─── Fragmento fuente

Por favor, no leas esto.
Te he dicho que no lo leas.
¿Por qué lo lees?
A pesar de que dice no leer, lo has leído.
Algo parecido pasa cuando le decimos a los niños y niñas que no hagan alguna cosa, y luego las personas adultas nos enfadamos porque han hecho aquello que hemos dicho que no hagan.
Lo siento, es un inicio un poco raro, lo sé.
“¿Cómo es posible que lo haya hecho? Si le he dicho mil veces que no lo hiciera. No entiende nada. Lo hace para enfadarme.”
Estas son algunas de las respuestas que, en padres, madres, educadores, educadoras, en toda persona que educa en general, puede generar ese tipo de conductas.
He utilizado este ejemplo para transmitir una serie de ideas relativas a la tarea de educar.
La primera es el poder que tiene la curiosidad. La curiosidad, sobre todo en edades tempranas, es enorme. La curiosidad la mayoría de las veces no entiende de miedo o de advertencias. La curiosidad es movimiento, es una fuerza que nos incita a la aventura y al descubrimiento.
Que no se me mal interprete, no quiero decir en todos los casos que se nos ocurran, ni quiero decir que siempre haya que asumir y aventurarse al descubrimiento pese a las consecuencias.
Lo que intento decir y lo que he intentado ejemplificar es que las advertencias, por sí mismas, no bastan a la hora de educar. Que la curiosidad tiene un poder enorme, frente al que, si queremos prevenir de riesgos, no vale simplemente la advertencia, debemos acompañar y hacer entender.
Otra idea que me gustaría transmitir es que la tarea de educar es muy difícil, una tarea que tenemos que hacer y que, la mayoría de las veces, nadie nos ha enseñado cómo. El único ejemplo que tenemos, casi siempre, es el que hemos vivido en nuestra propia vida como niños y niñas.
En el proceso de educar nos enfrentamos continuamente a preguntas para las que no tenemos respuestas, damos respuestas a cosas que no hemos tenido tiempo para pensar, nos enfrentamos a miedos y dudas, y queremos respuestas mágicas para todo, pero la realidad es que no existen.

──────
─── Listado

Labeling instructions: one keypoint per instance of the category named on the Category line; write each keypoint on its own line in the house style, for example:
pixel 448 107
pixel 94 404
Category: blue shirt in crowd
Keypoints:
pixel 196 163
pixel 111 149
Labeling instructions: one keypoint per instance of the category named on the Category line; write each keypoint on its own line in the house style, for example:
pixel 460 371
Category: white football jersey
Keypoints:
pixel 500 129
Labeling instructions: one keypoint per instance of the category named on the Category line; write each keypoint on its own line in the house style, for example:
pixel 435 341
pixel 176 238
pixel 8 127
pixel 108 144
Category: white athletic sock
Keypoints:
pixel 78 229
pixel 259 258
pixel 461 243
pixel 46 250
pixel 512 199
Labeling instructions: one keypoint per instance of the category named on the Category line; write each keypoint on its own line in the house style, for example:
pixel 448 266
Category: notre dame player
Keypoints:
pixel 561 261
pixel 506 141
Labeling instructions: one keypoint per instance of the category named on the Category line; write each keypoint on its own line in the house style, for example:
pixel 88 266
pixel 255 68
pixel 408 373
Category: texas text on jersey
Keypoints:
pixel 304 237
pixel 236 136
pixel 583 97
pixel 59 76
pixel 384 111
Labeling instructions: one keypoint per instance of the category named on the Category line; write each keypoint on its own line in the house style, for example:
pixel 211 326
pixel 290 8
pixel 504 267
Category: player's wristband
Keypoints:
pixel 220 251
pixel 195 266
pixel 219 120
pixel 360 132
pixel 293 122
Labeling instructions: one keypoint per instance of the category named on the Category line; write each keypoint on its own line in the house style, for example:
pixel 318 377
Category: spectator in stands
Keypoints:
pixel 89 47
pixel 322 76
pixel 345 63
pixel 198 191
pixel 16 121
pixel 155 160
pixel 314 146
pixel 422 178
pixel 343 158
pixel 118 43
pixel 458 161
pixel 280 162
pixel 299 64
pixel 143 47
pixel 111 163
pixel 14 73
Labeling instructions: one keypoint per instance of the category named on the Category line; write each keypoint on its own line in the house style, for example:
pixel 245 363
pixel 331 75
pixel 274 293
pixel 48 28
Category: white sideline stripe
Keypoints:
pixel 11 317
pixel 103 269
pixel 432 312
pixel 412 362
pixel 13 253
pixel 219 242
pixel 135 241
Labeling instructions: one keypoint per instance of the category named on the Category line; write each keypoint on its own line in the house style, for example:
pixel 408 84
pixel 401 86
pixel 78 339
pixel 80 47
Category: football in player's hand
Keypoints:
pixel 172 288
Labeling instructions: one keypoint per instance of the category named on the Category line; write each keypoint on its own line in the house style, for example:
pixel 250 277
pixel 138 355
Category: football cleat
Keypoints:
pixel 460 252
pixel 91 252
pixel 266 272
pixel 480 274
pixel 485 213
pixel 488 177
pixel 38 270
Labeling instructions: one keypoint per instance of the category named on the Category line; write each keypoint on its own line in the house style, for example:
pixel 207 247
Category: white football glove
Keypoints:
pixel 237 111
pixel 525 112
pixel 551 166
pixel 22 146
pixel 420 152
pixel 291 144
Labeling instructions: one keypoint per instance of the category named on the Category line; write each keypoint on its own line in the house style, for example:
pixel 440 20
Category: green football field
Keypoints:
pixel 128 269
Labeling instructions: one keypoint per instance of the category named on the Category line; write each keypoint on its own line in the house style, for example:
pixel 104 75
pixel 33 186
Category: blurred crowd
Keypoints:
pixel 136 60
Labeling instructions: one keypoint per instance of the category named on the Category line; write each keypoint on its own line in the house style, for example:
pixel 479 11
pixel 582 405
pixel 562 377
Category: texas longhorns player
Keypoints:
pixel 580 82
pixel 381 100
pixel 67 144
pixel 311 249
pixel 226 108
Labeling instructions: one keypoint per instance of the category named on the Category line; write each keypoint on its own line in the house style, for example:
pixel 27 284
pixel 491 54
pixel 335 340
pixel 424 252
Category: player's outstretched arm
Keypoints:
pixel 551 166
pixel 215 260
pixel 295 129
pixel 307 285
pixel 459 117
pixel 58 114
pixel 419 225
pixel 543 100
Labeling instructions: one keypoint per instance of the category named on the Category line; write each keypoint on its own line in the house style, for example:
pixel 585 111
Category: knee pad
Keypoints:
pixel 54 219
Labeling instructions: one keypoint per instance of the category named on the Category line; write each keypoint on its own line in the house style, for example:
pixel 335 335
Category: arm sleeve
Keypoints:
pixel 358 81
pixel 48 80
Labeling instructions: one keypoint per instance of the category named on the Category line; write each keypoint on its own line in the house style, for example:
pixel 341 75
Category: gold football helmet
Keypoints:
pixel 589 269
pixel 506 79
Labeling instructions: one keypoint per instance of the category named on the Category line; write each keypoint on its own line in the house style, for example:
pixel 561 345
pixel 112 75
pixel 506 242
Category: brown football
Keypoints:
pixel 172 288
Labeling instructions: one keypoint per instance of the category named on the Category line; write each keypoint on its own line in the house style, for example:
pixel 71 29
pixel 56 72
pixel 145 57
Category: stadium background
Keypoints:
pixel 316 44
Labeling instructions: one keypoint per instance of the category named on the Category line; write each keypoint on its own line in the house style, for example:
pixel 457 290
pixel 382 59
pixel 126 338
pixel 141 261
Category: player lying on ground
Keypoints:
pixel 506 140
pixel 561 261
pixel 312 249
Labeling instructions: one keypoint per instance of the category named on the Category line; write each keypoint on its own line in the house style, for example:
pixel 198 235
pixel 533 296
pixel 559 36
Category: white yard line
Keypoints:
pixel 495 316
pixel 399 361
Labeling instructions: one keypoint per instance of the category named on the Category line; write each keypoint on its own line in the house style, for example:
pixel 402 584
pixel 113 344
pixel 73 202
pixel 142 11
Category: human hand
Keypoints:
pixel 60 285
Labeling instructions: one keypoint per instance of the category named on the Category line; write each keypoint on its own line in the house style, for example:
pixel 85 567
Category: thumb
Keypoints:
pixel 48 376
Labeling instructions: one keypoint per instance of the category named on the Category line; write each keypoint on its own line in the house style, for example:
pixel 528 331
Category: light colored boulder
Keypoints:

──────

## Trabajo solicitado
Prosigue el texto sobre la tarea de educar a partir de su última oración.

## Resultado del ejercicio
Educar es también, por supuesto, alegría, orgullo, felicidad, cariño, confianza y amor.
Mi intención no es poner en una balanza ambas cosas, para nada.
La tercera idea es que, “para educar a John, hay que conocer a John”. Como he dicho, no existen varitas mágicas. Lo que sirve o ha servido con una persona no vale para otra. Cada persona es, siente y hace las cosas de una manera única.
Para educar hay que respetar la individualidad de la persona. Hay que quererla como es, hay que entenderla y hay que creer en ella y en sus posibilidades.
Hay que articular, en definitiva, herramientas, respuestas y actitudes individualizadas, aunque partan de una premisa generalistas: educar a mis hijos e hijas igual. Pero para conseguir eso, quizás, en algún momento tenga que llegar de distinta manera esa meta.
Seguido de ello, otra idea que me gustaría transmitir es la de criterio único.
Por un lado, hace referencia a que las personas que educan deben ir al unísono: no contradecirse entre sí, no desprestigiarse y asumir responsabilidades de manera equitativa.
Por otro lado, con criterio único también me refiero a las pautas educativas, las cuales tienen que estar claras y no variar en función del momento. Los niños y niñas tienen que conocerlas, saberlas y entenderlas, y estas no pueden cambiar según el momento o el día.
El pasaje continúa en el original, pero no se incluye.